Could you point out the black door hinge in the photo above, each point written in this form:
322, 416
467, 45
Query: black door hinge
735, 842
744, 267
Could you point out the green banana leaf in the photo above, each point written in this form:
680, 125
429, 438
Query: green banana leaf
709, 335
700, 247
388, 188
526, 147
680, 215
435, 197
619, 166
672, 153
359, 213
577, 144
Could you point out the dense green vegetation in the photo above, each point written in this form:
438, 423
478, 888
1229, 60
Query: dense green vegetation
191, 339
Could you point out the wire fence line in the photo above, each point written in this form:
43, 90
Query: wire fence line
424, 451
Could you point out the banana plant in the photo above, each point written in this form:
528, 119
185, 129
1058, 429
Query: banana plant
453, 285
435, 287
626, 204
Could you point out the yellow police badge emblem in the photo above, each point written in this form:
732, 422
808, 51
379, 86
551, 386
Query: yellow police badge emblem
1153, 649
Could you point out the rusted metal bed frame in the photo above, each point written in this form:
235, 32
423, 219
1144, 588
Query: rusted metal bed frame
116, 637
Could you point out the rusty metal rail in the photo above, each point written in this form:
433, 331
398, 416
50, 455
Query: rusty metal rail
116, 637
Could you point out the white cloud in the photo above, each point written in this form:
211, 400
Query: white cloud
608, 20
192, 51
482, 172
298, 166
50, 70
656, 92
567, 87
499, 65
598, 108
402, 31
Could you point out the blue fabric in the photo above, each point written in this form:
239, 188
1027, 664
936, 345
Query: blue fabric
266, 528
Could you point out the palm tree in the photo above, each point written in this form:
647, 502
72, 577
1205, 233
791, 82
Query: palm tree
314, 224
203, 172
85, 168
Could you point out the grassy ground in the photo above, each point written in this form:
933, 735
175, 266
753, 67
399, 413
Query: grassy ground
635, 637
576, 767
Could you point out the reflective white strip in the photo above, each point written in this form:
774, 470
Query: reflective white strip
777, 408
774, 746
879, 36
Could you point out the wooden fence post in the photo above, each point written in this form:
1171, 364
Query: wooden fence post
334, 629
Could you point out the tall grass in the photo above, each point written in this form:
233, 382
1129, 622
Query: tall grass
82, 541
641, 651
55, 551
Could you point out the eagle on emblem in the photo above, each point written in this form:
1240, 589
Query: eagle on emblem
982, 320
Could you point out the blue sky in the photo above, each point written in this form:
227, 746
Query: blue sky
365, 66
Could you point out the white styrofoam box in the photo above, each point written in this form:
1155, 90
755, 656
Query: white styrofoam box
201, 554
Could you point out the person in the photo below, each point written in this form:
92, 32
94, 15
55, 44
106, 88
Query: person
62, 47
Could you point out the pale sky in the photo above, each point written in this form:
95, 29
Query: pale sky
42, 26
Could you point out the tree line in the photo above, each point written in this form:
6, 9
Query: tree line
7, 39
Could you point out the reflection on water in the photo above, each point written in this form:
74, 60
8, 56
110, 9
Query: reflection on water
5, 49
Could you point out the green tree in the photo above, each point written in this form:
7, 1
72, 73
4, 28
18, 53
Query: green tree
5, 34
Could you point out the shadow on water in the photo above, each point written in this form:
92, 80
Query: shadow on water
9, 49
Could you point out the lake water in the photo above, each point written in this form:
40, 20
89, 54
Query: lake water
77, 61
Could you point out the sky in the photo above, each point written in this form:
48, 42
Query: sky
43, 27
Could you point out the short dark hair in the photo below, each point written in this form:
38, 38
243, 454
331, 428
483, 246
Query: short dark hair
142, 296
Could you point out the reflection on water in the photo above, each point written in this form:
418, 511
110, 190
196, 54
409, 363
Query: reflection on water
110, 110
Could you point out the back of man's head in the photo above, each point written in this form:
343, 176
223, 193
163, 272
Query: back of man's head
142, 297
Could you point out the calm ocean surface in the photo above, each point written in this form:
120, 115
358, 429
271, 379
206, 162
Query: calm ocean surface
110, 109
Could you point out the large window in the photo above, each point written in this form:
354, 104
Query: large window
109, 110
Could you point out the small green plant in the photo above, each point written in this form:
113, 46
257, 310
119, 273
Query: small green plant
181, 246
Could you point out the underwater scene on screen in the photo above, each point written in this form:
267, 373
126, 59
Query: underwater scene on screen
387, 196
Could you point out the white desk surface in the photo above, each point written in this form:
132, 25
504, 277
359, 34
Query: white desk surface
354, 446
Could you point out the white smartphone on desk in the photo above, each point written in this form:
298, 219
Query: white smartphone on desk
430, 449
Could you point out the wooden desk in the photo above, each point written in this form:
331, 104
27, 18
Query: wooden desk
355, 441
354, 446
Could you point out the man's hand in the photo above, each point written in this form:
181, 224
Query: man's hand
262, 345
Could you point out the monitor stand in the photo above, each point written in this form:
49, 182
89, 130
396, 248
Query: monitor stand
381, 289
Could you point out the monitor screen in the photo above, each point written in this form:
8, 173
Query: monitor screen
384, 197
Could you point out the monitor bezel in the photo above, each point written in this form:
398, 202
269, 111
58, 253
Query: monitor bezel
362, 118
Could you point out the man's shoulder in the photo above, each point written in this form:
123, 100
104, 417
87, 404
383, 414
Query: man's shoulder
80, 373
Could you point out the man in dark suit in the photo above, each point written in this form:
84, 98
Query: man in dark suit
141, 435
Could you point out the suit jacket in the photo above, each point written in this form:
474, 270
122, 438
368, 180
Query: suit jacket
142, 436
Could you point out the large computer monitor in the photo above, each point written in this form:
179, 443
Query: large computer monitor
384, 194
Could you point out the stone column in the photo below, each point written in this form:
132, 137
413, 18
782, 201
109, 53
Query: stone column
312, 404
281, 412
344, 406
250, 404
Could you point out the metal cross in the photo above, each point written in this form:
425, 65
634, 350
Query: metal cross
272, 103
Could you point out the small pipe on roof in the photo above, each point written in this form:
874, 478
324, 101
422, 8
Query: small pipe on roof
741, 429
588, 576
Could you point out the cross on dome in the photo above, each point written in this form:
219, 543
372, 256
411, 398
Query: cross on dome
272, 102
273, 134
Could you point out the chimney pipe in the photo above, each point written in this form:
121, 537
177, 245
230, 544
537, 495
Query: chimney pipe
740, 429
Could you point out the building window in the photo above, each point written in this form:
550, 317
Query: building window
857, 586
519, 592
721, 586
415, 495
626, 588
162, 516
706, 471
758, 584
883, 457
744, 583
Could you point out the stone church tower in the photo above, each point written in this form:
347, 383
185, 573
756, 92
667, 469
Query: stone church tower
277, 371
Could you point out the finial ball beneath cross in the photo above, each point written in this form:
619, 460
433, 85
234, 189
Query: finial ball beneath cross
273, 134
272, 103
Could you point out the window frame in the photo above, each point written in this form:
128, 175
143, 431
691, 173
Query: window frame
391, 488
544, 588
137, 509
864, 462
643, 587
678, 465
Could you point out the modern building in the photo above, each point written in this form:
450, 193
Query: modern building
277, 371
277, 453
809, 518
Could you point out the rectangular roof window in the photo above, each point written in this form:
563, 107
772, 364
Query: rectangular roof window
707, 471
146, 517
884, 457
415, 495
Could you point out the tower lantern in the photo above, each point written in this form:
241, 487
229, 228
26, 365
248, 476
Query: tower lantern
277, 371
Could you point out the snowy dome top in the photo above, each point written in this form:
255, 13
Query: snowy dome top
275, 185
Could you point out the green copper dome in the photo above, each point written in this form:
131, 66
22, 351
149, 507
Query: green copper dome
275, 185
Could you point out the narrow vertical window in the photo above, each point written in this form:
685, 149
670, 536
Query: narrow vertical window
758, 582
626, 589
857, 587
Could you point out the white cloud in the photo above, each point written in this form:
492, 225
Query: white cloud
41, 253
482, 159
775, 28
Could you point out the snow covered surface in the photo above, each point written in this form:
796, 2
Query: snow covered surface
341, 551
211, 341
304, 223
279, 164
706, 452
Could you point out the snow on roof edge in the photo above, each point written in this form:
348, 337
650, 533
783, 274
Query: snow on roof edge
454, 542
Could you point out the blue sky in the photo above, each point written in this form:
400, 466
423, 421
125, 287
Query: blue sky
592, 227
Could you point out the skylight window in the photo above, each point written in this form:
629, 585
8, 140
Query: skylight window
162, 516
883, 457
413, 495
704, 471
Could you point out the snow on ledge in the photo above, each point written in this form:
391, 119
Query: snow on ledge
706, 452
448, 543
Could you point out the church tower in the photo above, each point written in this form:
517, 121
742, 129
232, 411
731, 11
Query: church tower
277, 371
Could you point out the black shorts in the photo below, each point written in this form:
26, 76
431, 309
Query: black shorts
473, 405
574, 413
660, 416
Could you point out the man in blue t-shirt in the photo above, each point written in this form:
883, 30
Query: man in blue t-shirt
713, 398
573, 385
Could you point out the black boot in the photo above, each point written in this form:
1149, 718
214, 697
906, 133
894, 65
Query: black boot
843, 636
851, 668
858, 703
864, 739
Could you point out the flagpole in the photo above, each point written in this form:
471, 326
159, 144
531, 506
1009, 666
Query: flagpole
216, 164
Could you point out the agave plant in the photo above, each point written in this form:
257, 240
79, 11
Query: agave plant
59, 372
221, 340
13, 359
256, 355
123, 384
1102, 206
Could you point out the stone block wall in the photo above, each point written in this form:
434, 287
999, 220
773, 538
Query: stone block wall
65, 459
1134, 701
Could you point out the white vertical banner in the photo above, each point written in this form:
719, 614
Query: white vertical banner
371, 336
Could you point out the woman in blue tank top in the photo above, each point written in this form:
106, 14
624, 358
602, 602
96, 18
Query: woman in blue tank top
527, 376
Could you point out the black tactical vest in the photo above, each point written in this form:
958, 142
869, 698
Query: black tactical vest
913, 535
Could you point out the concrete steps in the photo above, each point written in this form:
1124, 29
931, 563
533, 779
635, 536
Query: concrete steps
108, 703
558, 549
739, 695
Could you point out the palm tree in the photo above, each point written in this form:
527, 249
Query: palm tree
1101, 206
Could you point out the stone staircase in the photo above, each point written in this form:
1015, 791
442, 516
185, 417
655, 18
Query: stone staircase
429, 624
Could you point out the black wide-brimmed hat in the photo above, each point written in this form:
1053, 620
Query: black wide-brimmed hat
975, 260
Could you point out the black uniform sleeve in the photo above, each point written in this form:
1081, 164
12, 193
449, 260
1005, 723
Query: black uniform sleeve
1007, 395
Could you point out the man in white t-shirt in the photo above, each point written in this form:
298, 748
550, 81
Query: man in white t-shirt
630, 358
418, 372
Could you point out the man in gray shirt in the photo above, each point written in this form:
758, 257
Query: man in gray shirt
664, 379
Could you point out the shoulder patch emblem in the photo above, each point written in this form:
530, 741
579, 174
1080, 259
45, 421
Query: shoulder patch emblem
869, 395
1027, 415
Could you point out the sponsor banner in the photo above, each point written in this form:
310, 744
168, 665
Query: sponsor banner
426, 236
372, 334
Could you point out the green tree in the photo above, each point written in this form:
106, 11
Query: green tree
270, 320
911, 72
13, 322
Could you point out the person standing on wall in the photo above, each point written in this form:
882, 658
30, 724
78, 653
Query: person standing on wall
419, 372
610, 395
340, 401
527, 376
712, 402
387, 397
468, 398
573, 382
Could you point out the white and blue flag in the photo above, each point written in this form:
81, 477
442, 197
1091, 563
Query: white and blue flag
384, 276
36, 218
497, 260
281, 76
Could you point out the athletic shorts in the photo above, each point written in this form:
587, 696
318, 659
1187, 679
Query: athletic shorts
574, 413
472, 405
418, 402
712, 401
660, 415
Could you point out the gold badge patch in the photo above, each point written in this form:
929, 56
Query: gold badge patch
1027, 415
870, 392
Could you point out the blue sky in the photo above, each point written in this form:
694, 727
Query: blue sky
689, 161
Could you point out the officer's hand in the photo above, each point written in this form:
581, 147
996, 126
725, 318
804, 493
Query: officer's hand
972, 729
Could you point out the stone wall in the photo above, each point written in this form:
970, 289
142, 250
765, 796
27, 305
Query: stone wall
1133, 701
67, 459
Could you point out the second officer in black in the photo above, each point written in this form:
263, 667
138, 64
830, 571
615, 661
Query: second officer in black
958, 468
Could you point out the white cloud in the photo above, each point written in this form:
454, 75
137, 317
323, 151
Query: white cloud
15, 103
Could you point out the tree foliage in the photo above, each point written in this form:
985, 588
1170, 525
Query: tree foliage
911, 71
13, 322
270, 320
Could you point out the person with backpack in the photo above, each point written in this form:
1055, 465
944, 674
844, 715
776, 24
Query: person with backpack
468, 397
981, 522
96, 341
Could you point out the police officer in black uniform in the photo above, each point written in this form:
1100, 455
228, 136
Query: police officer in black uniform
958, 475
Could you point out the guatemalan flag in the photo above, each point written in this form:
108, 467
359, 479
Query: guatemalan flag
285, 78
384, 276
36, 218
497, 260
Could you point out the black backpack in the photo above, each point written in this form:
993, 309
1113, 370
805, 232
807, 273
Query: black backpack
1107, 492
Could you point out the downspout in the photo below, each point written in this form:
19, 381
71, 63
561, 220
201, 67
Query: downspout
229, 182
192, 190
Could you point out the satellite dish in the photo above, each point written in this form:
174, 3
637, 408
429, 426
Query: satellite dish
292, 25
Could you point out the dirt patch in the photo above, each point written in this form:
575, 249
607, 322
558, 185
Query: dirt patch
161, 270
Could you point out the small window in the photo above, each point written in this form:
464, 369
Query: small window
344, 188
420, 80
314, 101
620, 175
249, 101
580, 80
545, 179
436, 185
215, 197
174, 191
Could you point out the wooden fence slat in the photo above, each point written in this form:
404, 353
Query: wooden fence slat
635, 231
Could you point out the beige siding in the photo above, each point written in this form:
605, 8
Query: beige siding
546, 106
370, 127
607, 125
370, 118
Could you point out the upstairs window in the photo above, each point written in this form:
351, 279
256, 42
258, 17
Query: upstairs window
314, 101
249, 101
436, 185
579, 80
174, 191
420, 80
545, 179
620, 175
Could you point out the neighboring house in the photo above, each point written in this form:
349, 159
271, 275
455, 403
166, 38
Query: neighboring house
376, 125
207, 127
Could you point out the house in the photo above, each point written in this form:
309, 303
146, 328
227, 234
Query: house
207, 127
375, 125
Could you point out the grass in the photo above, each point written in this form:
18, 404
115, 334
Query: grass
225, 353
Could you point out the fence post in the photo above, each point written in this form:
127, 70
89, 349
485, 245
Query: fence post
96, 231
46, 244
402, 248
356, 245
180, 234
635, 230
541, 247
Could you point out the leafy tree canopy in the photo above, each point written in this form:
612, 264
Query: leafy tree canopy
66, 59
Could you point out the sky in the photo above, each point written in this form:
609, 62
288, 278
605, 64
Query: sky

• **What this task involves**
Repeat word for word the lines running from the line containing "Could you point out the house" to the end of the entries above, inclusive.

• **Exercise output**
Could you point out the house in the photo above, each point written in this form:
309, 303
146, 328
227, 234
Query: house
207, 127
375, 125
Could you point out the grass in the photo above, each point written in this form:
18, 404
115, 334
Query: grass
225, 353
Could you point out the fence post in the photo above, each point written in this form:
127, 70
89, 349
485, 245
Query: fence post
96, 231
46, 244
402, 248
356, 245
180, 234
635, 230
541, 247
Could you point out the leafy tree canopy in the photo above, each point written in this form:
612, 264
Query: leafy tree canopy
66, 59
Could you point out the sky in the photo above, each point written in this form:
609, 62
288, 278
605, 64
Query: sky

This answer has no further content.